*Tasks to complete:*
a – In the birria passage, what does the name "El Jaliciense" refer to?
b – Please list every cut of goat meat named on the roasted racks in the birria passage.
c – Carry the birria passage forward from its final sentence.
··· Selected passage
When the hour strikes eight on Saturday morning, Hector Ramirez pulls the wooden handle on a cast-iron lid sealing his self-constructed, propane-fueled, cylindrical oven and unveils his birria tatemada.
The Ramirez family is bustling. Hector’s wife, Marisela, generates a steady rhythm quartering fresh limes. Nearby, their young daughter, Gisel, stands over a scorching griddle heating up tortilla after tortilla. The oval wooden frame of the oven is scrawled with the business’s name: “El Jaliciense,” the idiomatic term for someone born to the central western state of Jalisco, Mexico. The Ramirez family is busy preparing their birria de chivo, the signature dish of the state.
Birria comes in countless forms, and is often one type of meat or another slow-cooked until unbelievably tender. Most people, especially Jaliscans, traditionally think of birria as being made from goat. Hector’s version, tatemada, involves a final roast of birria de chivo in the oven, making the skin charred and crisp.
At Hector’s, the heavy door swings open to reveal roasted racks of golden brown, bone-in goat meat arranged in a pastiche of cuts – thighs, ribs, spines and thick cuts of muscle. This visceral vision signifies something special, even among the many gifts found in L.A.’s lush panoply of regional cooking. It’s an incomparable, painstakingly crafted example of the birria tatemada. This is a labor-intensive preparation that employs a dual-cooking process to first steam the meat, before browning its skin in an oven. This recipe for whole goat is true to Hector’s small hometown of Belen de Refugio and its surrounding regions, in Jalisco’s northeastern extremity.
······
··· Given information
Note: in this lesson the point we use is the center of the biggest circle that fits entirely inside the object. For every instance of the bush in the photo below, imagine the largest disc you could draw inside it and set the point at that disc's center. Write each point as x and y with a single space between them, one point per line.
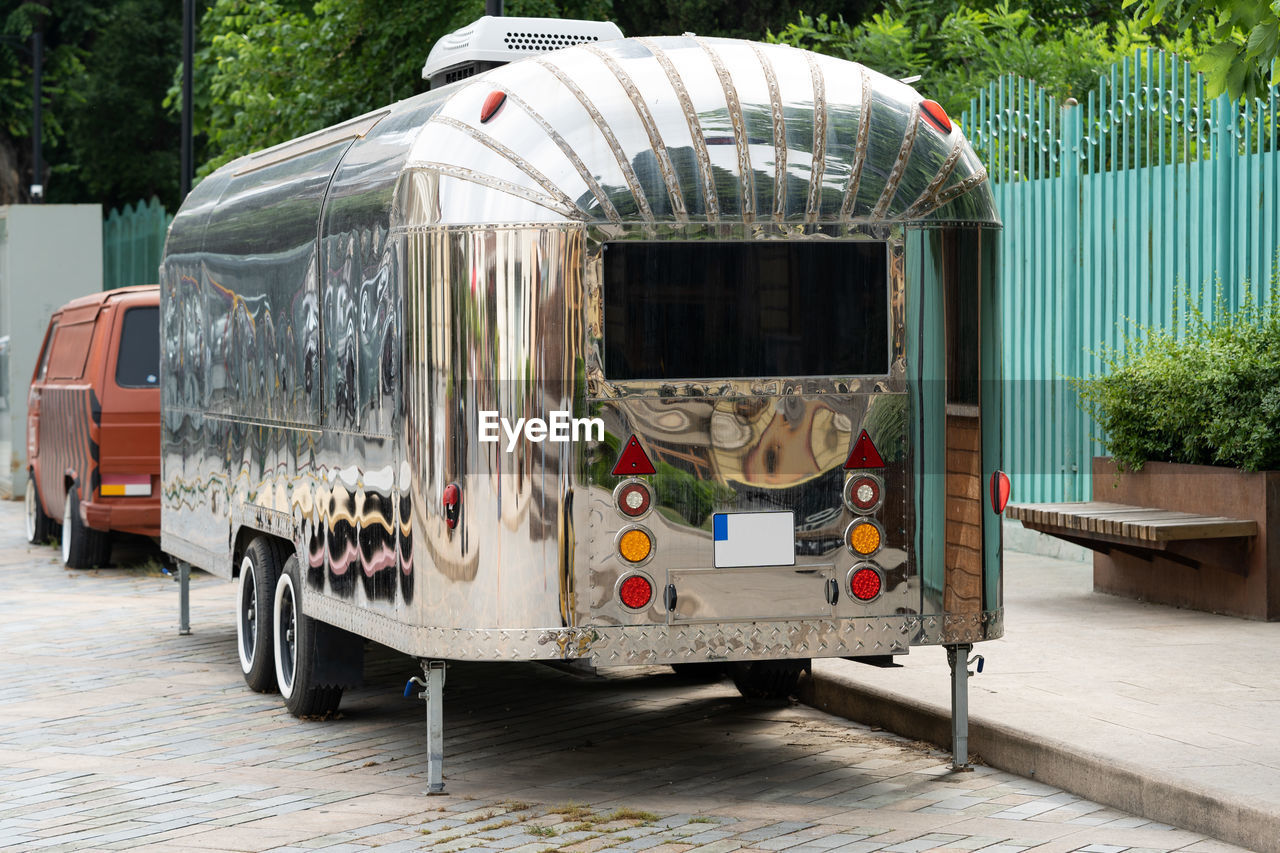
······
*Responses for each task:*
a – It is the idiomatic term for someone born in the central western state of Jalisco, Mexico.

b – Thighs, ribs, spines, and thick cuts of muscle.

c –
“Birria has been in our family for many generations,” Hector says, looking over the stunning abundance of meat. “An important part of special celebrations. Big parties, weddings and birthdays.”
Birria is among the biggest culinary buzzwords across the U.S. today – only it’s not the goat-based Jalisco recipes that get the attention. Birria de res, a form of beef-based birria typically credited to Tijuana’s taqueros, started taking L.A.’s street food scene by storm in 2018. Since then, it has swept across the country like a locust, served in theme parks, food trucks and county fairs, from California to the Midwest and East Coast alike, in forms as novel as birria de res eggrolls, pizza and ramen. Shortcuts including canned purees and cheap meat run rampant.
Hector, however, is steward to a form of birria tied to his roots. Jalisco’s regional specialty of birria de chivo is a legendary dish born of the Iberian invasion, after the Spanish imported a rapidly reproducing abundance of goats to graze across this expanse of Mexico. Unfashionable to the European sensibilities of the elite, the meat was eventually embraced by the people and turned into a generously spiced, slow-cooked stew of tender goat meat.
Its name roughly translates to “mess,” recalling many a bowl of consomé-sopped, shredded goat meat swimming in chile red broth found in numerous iterations around the globe’s Mexican restaurants. Birria like Hector’s tatemada, common to Guadalajara and its adjoining regions, is seldom seen in the U.S. Primarily because “making good birria takes a lot hard work,” in the words of this custodian of Jaliscan cooking. Hector learned the art of birria from his grandfather, uncles and cousins, although the tradition goes back even further in his family.
The heavy door swings open to reveal roasted racks of golden brown, bone-in goat meat arranged in a pastiche of body parts – thighs, ribs spines and thick cuts of muscle. It’s an incomparable, painstakingly crafted example of birria tatemada.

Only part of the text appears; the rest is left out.